#### What the exercise asks
Pull out each line in the rows below that contains the word "patch", and copy those lines in their original order.

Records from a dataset
==*==

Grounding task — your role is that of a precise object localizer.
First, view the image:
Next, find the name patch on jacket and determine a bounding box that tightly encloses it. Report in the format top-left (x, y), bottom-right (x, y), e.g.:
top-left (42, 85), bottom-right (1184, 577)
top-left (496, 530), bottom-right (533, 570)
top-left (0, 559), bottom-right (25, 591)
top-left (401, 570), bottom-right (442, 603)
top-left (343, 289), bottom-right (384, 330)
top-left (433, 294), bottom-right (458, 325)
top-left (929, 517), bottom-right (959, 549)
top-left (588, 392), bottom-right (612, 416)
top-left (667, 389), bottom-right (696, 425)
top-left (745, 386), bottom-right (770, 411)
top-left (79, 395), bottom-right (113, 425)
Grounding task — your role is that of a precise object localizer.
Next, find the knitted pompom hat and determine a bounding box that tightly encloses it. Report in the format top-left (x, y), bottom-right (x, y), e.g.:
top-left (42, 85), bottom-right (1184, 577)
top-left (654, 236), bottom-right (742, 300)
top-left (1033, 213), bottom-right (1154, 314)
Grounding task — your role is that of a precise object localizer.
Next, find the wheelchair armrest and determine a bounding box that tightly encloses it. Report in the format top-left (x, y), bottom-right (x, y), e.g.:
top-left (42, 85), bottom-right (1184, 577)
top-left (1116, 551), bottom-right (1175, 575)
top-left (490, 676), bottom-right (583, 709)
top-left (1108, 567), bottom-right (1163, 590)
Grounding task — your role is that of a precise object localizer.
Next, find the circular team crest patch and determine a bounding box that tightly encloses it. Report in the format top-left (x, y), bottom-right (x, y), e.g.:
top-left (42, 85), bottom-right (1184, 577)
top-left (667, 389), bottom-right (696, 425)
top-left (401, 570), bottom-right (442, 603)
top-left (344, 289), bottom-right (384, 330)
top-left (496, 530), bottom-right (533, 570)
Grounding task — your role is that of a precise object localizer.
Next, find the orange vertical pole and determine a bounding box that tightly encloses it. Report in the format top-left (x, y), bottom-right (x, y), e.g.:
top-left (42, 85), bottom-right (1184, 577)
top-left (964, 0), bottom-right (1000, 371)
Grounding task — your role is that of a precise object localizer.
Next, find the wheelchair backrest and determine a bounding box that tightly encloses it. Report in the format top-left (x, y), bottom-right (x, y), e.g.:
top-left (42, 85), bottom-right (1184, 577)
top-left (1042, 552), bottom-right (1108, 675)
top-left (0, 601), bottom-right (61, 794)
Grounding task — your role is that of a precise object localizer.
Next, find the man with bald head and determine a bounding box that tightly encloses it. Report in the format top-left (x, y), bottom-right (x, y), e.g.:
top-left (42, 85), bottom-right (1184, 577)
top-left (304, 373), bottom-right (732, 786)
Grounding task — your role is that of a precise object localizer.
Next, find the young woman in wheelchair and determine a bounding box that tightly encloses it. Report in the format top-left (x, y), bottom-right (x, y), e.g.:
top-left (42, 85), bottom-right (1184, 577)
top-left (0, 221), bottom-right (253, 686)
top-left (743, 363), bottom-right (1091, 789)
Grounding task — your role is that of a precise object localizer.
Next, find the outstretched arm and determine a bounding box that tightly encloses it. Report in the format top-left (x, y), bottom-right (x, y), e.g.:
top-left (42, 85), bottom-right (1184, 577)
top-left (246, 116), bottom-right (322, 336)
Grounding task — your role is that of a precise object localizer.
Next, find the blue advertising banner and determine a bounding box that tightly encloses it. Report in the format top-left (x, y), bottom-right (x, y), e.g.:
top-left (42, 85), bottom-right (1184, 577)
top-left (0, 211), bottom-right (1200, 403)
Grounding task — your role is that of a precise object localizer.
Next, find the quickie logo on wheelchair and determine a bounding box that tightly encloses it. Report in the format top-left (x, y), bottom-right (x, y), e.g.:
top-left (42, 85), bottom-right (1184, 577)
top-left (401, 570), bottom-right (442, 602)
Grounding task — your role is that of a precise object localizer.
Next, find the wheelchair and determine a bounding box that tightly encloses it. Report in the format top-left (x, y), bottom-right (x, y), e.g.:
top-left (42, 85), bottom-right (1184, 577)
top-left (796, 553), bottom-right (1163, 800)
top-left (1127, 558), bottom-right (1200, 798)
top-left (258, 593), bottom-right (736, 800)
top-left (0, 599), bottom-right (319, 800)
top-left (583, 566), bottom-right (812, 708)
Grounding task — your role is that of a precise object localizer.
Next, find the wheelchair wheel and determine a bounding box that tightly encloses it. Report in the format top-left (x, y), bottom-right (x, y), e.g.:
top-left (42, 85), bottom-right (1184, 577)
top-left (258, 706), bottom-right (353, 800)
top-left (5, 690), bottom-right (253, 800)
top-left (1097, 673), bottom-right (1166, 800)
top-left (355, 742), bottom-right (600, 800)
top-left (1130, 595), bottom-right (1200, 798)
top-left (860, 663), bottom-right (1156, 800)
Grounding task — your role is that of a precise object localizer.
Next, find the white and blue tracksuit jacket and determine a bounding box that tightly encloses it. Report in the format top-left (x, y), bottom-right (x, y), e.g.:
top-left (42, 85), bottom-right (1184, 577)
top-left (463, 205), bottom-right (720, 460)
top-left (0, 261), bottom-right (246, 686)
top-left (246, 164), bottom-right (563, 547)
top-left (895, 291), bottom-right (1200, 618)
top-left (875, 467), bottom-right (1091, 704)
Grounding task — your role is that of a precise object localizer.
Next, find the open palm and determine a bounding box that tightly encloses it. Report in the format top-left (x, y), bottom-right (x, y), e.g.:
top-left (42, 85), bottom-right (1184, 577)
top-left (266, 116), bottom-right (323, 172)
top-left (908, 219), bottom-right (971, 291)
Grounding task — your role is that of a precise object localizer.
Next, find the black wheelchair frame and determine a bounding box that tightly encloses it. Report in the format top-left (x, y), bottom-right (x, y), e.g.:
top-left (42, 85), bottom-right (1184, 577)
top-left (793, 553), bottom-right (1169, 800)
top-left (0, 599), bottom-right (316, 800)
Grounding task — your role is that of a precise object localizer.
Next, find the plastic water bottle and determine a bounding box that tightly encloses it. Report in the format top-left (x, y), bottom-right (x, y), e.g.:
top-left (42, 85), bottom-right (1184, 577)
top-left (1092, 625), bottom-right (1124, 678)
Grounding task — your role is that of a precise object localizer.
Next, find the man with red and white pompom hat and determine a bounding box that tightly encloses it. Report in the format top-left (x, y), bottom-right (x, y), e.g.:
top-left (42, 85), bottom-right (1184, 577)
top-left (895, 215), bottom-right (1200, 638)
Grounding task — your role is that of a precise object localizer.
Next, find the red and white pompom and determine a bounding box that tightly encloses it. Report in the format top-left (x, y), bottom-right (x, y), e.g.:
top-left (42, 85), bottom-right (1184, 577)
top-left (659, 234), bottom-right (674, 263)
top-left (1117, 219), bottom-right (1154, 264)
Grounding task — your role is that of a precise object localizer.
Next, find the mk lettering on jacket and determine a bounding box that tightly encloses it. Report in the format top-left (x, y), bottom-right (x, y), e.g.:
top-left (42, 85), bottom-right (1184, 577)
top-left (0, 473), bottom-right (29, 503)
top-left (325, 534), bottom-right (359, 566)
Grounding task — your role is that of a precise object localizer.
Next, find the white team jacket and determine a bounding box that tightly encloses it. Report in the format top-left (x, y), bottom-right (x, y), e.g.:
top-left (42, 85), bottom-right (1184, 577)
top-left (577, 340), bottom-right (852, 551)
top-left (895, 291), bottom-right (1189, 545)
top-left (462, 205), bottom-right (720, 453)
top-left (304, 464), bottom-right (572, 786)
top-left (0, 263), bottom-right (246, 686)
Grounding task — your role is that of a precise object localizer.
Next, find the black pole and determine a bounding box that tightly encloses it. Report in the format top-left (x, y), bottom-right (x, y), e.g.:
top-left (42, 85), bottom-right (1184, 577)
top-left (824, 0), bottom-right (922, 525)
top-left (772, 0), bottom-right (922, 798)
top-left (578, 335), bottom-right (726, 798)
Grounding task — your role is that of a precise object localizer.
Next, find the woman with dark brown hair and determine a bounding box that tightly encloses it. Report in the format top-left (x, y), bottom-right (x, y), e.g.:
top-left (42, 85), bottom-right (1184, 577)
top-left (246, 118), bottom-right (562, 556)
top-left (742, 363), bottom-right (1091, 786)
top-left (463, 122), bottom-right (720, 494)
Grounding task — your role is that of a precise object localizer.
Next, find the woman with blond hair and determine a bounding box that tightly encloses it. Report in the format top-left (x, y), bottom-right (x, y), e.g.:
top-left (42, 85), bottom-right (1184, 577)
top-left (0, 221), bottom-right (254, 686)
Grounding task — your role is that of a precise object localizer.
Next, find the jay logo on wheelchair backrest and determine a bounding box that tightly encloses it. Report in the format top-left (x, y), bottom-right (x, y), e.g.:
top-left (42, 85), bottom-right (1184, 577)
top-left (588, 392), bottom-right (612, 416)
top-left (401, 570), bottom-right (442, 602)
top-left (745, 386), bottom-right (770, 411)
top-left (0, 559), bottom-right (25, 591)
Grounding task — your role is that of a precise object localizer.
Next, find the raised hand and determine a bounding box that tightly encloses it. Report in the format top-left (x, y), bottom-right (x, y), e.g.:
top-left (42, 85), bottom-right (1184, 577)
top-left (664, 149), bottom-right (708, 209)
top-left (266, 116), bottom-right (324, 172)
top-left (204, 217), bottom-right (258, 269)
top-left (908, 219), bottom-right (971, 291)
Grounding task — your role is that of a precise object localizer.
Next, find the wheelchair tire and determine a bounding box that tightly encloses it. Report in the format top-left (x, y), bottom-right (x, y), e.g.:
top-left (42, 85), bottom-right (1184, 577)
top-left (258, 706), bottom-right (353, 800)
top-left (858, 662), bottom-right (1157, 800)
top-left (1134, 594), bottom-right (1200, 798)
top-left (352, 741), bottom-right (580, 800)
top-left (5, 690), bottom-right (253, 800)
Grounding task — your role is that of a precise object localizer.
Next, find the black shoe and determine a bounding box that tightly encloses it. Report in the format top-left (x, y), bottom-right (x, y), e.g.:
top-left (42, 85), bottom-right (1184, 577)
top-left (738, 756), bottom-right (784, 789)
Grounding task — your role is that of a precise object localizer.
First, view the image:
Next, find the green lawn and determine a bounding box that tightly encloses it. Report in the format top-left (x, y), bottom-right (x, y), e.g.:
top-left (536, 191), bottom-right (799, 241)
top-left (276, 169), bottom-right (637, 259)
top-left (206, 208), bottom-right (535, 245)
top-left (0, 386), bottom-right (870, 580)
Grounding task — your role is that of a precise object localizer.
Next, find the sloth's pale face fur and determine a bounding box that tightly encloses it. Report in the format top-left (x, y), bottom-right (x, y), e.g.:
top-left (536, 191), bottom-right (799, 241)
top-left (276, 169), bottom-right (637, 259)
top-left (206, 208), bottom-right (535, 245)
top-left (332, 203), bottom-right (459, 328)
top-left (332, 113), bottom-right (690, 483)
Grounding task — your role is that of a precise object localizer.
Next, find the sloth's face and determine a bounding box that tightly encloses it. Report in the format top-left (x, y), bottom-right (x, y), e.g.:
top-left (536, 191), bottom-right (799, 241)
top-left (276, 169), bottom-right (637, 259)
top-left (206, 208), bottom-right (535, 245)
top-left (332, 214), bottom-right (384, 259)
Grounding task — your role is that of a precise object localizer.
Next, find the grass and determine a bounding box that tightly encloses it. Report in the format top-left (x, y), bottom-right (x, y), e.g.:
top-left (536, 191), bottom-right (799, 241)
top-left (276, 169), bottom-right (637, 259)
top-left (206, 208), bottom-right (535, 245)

==*==

#### Result of the task
Next, find the name patch on jacket and determine a bounding box that tightly encloses it. Report in the format top-left (x, y), bottom-right (x, y), e.g.:
Next, find the circular team crest patch and determine a bounding box that tightly encloses it. Report in the format top-left (x, y), bottom-right (x, y), e.g.:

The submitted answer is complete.